Begin MATERIAL PROVIDED

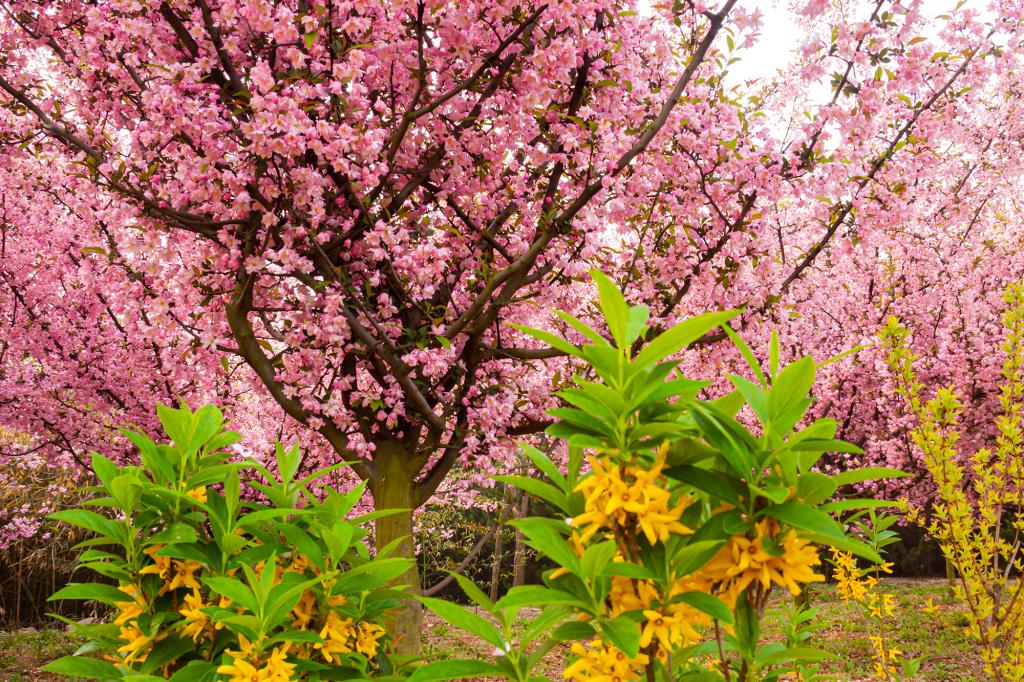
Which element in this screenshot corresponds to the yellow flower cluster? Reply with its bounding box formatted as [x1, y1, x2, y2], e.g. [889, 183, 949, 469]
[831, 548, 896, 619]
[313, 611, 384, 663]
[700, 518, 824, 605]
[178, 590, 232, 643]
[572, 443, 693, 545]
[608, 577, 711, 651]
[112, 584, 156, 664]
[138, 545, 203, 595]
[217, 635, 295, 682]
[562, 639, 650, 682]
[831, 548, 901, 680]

End MATERIAL PROVIDED
Begin MATERIAL PROVIDED

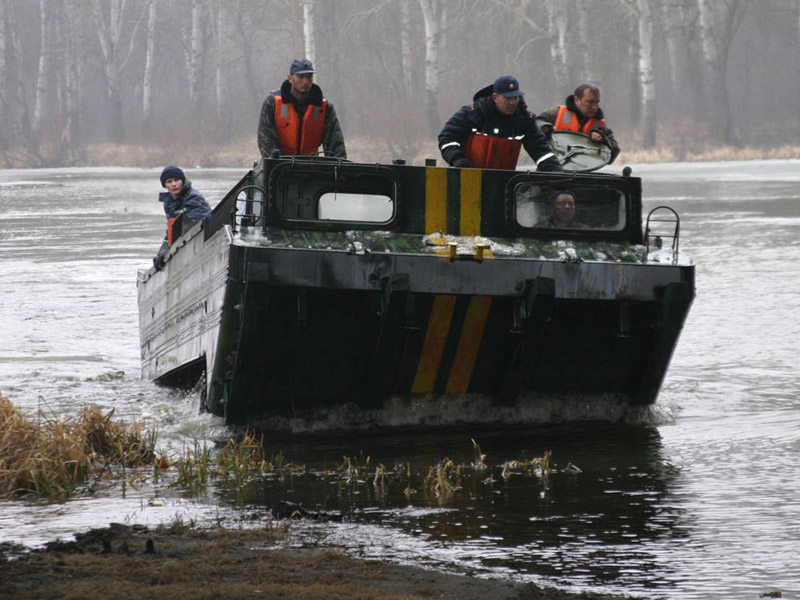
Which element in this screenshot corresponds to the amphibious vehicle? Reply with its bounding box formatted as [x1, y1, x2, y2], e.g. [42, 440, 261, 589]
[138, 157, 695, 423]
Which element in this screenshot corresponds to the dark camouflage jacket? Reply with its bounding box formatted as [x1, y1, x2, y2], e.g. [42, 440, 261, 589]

End MATERIAL PROVIDED

Rewrite the records from the line that has "Which element in this screenshot corresponds to the amphibious" through the line that has "Which element in this screenshot corresponds to the dark", changing "camouflage jacket" to "camouflage coat" and keeping everything else the same.

Which element in this screenshot corresponds to the amphibious vehicle? Reply with its bounding box formatted as [x1, y1, x2, y2], e.g. [42, 440, 261, 589]
[138, 157, 695, 423]
Which element in this screenshot corresponds to the dark camouflage coat? Reply with its bounding box formatted as [x1, y1, x2, y2], e.g. [42, 440, 261, 589]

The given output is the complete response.